*DATA SUPPLIED*.
################
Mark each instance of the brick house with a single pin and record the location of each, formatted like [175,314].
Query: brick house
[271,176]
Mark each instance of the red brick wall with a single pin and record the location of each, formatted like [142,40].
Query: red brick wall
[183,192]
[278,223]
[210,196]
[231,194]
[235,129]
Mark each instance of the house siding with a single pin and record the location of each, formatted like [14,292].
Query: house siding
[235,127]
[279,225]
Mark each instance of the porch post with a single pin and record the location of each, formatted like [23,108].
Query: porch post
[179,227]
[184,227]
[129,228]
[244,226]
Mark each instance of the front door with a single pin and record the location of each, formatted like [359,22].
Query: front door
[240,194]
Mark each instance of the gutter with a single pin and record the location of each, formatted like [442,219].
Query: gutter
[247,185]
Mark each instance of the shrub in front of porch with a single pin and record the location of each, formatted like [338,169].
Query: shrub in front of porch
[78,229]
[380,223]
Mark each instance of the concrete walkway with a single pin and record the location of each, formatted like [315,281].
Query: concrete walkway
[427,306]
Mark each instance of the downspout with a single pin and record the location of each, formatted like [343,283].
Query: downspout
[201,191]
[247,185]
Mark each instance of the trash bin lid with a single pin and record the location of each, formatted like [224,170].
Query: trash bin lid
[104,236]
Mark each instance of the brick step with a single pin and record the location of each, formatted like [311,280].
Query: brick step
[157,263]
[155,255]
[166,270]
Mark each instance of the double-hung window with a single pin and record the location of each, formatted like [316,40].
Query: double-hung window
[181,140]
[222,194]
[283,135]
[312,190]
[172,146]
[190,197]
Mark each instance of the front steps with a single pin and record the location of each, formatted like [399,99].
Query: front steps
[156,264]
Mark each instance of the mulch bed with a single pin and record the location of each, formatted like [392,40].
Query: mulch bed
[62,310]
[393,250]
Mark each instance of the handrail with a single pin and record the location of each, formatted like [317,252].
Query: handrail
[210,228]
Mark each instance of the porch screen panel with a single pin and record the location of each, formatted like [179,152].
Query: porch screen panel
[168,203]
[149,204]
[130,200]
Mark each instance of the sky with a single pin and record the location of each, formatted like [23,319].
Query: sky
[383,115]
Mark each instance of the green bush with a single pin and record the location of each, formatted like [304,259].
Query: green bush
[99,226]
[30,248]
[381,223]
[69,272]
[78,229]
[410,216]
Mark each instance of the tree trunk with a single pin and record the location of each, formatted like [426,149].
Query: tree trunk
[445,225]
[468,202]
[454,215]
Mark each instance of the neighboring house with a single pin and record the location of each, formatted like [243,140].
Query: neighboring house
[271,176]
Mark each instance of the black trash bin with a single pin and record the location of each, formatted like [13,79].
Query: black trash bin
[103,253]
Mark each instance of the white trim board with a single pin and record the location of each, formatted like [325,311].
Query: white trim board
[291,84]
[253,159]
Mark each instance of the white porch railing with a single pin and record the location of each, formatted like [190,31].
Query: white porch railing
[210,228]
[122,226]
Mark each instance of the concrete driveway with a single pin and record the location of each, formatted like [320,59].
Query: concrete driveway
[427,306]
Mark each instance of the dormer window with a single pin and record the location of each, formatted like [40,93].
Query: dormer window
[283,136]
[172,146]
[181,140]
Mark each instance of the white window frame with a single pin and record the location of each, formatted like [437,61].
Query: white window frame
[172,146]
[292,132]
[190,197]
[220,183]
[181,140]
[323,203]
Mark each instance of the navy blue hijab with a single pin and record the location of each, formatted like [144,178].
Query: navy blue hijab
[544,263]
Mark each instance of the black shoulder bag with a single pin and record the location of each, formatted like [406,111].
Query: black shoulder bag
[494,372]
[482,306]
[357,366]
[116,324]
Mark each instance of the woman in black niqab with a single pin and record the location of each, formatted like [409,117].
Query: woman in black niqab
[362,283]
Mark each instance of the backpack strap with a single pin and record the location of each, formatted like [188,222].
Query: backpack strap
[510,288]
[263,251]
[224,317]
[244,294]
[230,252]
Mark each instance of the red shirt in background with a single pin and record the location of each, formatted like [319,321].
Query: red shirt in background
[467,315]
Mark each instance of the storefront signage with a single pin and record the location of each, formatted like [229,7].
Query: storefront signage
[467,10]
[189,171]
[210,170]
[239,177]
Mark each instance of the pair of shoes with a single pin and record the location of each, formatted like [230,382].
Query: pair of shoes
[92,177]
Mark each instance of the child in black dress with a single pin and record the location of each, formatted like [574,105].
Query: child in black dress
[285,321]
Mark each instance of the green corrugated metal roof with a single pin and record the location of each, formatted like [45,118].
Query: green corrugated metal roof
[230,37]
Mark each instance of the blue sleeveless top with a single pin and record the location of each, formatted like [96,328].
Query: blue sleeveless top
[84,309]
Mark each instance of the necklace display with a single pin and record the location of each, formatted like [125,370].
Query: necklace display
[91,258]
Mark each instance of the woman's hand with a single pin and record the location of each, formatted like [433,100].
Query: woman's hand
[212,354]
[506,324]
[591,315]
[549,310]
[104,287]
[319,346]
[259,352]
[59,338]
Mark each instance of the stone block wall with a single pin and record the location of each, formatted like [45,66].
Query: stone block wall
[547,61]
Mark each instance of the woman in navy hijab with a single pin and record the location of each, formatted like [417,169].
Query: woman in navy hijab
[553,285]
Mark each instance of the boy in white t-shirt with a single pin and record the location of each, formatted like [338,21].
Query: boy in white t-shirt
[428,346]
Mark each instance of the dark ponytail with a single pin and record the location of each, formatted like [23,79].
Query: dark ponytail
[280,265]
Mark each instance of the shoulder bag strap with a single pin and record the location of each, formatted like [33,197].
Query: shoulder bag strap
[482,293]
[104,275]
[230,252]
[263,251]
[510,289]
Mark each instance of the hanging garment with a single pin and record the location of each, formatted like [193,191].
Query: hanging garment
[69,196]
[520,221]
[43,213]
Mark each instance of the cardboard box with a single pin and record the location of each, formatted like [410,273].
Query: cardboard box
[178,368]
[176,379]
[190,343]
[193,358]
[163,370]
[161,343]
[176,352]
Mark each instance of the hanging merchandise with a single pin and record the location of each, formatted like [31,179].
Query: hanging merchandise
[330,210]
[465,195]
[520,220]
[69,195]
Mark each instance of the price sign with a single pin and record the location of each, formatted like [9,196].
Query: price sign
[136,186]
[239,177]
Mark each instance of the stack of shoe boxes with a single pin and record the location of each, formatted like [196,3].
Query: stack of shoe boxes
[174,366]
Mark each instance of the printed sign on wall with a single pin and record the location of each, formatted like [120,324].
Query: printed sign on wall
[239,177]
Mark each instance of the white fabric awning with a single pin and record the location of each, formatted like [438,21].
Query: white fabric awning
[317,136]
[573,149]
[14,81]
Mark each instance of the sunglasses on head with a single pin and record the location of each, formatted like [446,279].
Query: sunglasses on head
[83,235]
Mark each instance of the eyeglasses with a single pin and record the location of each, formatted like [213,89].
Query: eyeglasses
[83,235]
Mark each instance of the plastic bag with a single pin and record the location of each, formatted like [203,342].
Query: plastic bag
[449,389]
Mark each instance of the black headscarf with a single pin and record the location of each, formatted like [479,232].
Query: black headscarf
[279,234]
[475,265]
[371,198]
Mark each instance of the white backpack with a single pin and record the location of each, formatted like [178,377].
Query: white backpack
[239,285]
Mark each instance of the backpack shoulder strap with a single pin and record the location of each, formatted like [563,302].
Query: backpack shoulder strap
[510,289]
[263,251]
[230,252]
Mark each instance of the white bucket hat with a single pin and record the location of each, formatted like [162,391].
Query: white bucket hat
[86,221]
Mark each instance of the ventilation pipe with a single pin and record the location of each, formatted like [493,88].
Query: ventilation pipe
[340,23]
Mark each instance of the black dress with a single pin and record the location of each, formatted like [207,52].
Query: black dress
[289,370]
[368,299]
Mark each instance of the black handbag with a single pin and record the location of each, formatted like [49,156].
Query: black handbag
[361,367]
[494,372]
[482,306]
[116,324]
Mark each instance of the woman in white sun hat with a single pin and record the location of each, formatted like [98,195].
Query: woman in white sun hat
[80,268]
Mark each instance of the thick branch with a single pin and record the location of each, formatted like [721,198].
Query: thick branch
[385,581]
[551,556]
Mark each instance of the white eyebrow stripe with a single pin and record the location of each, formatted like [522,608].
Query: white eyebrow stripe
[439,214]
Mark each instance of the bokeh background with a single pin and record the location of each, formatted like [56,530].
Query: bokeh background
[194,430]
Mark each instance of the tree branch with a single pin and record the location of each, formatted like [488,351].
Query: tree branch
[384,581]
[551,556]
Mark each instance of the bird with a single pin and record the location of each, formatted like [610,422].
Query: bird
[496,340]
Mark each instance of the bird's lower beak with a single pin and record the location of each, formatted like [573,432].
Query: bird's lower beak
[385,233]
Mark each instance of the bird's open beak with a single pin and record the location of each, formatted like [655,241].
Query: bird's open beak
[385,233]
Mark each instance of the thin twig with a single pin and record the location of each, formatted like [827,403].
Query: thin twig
################
Please give a word-for-word repetition of the lines from the one containing "Query: white eyebrow stripe" through the last line of the data above, including both, and nothing besides.

Query: white eyebrow stripe
[439,214]
Mark each instance of the bokeh background with a single pin and record the location of each, formatted like [56,530].
Query: bokeh background
[194,430]
Mark each instance of the tree branch with a single pin and record the location of each, formatted like [488,351].
Query: tree branch
[384,581]
[551,556]
Mark each instance of the bird with a single pin and record the location of each, formatted like [610,422].
Query: bird
[496,340]
Mark each instance of the bird's lower beak with a single pin and record the location of each, formatted like [573,432].
Query: bird's lower beak
[385,233]
Mark each instance of the bird's open beak with a single pin and record the location of each, formatted like [655,241].
Query: bird's open beak
[385,233]
Mark each instance of the thin twig with a single pin and record the location of each, formatted like [827,403].
Query: thin twig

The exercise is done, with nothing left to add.